Records for processing
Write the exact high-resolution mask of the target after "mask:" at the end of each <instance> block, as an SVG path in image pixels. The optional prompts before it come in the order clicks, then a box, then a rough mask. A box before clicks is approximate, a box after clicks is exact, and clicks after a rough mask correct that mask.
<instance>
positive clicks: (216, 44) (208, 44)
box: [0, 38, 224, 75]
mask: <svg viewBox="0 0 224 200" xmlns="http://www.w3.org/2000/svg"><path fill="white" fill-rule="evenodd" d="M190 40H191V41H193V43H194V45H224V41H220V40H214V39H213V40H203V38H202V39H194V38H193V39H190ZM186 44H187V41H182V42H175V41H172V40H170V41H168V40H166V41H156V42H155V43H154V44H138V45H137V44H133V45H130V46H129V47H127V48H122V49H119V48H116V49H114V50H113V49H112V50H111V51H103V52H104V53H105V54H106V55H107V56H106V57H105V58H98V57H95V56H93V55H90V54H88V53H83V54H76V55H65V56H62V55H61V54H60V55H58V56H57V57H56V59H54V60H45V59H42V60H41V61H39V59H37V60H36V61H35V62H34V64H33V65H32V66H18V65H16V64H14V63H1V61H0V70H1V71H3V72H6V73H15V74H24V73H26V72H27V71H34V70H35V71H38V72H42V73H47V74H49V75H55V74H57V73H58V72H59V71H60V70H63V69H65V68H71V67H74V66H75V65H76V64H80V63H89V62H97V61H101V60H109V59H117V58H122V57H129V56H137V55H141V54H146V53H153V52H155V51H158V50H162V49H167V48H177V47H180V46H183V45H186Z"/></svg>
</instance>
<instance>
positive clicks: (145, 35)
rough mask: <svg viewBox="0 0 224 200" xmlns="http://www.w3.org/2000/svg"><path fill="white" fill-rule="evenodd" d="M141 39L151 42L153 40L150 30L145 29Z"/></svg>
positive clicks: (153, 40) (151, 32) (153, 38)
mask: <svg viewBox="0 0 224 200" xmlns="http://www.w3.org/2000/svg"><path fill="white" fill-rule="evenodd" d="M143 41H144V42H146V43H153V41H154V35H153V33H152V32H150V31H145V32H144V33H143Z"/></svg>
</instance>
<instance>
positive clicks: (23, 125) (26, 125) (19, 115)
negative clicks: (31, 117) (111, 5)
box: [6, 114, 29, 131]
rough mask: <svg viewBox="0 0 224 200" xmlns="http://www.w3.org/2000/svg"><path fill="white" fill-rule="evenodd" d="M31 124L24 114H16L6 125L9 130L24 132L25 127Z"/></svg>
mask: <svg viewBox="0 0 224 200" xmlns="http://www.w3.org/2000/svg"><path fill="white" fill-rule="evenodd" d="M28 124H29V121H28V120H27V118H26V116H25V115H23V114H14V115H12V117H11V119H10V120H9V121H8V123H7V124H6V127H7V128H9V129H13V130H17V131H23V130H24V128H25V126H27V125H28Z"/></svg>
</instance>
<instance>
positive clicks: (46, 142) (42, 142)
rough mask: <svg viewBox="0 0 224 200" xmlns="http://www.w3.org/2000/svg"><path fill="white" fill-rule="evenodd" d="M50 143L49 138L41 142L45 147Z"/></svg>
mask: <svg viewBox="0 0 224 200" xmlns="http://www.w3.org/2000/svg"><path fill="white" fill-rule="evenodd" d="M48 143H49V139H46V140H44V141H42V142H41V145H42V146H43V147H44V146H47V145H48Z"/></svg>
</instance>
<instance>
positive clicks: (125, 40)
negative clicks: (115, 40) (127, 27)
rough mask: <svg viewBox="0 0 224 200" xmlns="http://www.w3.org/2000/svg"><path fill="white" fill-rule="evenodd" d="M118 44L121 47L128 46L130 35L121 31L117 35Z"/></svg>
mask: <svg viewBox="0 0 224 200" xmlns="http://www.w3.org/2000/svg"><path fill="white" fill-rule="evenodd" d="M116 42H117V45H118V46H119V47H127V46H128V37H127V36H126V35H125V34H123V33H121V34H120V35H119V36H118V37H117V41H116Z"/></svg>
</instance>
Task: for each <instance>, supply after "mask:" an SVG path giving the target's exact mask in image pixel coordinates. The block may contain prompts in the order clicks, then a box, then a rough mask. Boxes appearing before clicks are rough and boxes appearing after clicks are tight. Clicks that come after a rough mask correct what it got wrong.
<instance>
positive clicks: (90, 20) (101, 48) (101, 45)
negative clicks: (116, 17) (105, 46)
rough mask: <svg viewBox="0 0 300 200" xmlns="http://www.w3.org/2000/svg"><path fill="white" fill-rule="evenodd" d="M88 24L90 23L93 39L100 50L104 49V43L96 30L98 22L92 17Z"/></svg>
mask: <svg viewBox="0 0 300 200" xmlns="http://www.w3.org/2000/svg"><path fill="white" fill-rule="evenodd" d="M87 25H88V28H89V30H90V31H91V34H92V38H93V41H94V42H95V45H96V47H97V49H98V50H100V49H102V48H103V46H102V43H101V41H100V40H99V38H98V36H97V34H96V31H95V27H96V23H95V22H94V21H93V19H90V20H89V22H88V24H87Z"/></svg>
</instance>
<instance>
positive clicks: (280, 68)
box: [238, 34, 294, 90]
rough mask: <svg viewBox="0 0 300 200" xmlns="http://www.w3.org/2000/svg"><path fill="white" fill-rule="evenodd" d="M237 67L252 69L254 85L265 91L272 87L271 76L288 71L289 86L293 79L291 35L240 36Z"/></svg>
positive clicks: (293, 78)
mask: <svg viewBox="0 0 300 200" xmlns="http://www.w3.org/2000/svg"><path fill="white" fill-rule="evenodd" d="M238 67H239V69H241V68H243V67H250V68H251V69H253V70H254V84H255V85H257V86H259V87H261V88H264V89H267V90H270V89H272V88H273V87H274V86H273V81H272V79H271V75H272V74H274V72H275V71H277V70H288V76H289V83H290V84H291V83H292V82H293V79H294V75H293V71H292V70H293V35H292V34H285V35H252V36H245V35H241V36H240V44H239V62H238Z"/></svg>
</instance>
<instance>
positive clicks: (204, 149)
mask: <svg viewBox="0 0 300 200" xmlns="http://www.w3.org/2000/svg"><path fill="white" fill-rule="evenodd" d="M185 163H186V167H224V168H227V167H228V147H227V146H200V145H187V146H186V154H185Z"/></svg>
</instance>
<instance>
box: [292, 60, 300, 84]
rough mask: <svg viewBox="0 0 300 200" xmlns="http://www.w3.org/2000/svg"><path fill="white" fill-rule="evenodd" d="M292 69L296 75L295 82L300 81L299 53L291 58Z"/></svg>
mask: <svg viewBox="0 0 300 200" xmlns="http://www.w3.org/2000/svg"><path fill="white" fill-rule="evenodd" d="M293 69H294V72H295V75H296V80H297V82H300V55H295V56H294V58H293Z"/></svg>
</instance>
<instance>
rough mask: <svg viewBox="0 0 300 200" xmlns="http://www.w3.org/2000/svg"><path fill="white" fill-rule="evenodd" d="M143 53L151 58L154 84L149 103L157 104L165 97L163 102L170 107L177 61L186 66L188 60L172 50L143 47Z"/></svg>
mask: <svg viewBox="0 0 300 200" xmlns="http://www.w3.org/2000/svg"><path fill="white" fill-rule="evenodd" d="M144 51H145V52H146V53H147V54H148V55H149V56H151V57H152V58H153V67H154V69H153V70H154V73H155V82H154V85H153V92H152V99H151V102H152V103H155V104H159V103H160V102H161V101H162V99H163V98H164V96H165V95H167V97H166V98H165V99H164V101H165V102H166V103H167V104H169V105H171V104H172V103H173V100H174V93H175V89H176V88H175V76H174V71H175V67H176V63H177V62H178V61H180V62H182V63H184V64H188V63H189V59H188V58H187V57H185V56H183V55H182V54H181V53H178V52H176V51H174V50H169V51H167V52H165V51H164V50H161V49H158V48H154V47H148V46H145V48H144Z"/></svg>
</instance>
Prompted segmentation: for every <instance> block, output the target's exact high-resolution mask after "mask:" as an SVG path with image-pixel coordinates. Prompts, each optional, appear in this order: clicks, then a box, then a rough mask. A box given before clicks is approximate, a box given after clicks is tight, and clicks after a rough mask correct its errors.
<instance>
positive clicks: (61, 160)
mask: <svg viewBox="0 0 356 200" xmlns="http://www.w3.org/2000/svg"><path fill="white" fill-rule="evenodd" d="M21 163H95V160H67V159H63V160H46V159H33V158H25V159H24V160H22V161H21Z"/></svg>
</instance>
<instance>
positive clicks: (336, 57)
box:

Try it
Wherever the string "negative" appears in the listing above, show the whole line.

Reply
negative clicks: (31, 117) (111, 5)
negative clicks: (115, 40) (127, 27)
negative clicks: (116, 17) (105, 46)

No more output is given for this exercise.